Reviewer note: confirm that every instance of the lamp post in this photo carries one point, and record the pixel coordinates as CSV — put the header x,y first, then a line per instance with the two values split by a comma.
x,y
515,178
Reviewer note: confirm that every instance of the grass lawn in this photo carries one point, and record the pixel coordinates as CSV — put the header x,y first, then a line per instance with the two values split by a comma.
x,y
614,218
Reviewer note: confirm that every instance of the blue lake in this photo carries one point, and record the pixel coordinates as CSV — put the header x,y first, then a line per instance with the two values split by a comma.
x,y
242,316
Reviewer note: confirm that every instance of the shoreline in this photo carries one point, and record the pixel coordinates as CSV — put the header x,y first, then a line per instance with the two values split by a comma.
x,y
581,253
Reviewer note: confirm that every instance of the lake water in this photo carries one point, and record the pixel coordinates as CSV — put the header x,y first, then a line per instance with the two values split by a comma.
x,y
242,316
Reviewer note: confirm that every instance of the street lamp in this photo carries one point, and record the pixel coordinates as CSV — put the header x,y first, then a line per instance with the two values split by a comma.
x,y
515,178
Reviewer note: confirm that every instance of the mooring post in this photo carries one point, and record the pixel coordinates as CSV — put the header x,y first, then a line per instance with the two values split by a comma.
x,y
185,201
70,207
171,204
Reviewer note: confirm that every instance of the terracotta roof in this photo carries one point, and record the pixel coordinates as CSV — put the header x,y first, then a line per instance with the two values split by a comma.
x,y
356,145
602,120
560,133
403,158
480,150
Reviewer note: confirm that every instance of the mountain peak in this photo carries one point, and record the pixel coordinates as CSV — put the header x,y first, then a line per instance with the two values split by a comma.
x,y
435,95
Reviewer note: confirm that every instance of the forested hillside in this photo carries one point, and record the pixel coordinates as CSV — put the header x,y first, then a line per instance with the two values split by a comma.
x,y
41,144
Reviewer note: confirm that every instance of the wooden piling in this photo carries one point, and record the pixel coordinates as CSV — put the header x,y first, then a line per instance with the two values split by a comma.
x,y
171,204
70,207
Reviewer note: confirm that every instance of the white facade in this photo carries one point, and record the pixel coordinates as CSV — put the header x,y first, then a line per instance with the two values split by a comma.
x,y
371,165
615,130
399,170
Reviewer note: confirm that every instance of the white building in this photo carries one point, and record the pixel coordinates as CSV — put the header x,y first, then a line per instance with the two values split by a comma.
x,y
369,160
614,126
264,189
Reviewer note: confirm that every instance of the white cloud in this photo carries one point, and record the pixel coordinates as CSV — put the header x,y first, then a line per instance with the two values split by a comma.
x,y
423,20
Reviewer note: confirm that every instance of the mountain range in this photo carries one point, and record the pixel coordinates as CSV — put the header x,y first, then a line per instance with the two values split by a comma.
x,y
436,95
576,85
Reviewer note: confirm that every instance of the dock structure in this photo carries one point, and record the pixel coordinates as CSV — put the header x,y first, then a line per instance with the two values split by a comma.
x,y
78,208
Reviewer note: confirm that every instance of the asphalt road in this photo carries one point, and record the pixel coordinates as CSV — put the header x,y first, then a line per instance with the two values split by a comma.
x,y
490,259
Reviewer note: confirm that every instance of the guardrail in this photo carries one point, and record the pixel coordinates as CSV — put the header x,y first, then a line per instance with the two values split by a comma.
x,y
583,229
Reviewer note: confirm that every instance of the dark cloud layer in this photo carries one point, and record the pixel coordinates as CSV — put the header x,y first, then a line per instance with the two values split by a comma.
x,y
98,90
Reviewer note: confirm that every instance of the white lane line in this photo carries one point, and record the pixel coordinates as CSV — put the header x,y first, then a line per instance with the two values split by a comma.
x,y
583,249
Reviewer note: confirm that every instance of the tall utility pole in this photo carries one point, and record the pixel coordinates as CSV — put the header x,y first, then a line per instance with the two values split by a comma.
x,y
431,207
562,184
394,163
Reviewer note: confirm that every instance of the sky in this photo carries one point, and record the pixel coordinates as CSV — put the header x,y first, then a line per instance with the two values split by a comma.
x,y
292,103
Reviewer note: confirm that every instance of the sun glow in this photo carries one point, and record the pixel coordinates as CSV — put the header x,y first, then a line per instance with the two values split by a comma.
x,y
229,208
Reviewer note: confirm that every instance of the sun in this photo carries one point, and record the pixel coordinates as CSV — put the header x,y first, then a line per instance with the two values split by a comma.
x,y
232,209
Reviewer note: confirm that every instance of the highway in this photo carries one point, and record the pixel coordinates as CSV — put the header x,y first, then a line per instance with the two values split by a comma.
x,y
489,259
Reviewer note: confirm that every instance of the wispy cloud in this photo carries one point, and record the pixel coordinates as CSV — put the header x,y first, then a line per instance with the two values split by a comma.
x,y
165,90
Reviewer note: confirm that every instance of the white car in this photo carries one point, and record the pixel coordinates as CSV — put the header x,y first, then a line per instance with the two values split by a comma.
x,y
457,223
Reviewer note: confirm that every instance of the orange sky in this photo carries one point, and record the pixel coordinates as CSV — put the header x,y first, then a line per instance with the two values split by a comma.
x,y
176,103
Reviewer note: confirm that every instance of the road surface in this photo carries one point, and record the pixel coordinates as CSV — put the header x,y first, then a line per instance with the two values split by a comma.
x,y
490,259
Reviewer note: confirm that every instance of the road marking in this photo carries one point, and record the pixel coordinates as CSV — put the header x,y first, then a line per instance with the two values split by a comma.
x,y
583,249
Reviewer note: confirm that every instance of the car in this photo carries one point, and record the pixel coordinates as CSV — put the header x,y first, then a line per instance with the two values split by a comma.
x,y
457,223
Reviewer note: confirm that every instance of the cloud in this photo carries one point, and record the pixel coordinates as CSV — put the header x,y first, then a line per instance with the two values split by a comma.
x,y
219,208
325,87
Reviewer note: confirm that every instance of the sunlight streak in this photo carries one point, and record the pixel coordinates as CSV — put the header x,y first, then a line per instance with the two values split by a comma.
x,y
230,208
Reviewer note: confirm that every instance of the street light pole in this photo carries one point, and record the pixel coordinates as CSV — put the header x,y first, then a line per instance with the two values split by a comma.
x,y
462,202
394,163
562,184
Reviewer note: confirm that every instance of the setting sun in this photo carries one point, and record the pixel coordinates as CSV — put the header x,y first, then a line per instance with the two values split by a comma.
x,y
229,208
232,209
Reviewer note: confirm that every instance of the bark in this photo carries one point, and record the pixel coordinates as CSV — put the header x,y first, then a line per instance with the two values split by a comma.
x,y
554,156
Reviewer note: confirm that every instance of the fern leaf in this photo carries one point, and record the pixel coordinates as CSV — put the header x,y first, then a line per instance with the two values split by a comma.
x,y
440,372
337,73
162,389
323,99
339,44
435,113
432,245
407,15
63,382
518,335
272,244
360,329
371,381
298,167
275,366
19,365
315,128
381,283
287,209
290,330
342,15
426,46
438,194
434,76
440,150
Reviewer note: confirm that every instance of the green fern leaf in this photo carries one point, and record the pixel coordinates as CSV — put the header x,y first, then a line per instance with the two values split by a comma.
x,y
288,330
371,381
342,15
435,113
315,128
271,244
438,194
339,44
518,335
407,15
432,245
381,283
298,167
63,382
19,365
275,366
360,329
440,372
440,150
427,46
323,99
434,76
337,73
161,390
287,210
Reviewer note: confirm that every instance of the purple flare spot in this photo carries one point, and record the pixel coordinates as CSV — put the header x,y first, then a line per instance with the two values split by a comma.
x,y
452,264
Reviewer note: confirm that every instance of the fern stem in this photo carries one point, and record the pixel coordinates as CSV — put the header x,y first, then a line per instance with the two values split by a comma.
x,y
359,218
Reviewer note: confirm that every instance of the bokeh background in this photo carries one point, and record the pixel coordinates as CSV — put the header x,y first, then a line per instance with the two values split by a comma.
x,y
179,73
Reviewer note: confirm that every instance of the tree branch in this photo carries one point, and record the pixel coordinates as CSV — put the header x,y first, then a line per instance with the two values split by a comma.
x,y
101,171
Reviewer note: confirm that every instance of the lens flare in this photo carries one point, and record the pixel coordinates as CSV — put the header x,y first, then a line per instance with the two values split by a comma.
----
> _Instructions for the task_: Set down, word for word, only the lines running from the line with "Reviewer note: confirm that every instance of the bokeh" to the last line of the listing above. Both of those lines belong in your answer.

> _Expected answer_:
Reviewer note: confirm that every instance of the bokeh background in this photo carries one point, and record the pixel coordinates as CSV — put the header x,y first, then a line per instance with the two values split by a comma.
x,y
179,73
Reviewer note: confirm that every instance of the tree branch in this photo carries one point, and record the pixel coordinates as CSV — put the header x,y first, then a line per instance with the two values split by a comma.
x,y
101,171
Reviewer note: confirm that every instance of the lens flare in this photo carries one point, and record the pixel coordinates as CSV — put the header x,y first, then a line per instance with the two values split by a comma.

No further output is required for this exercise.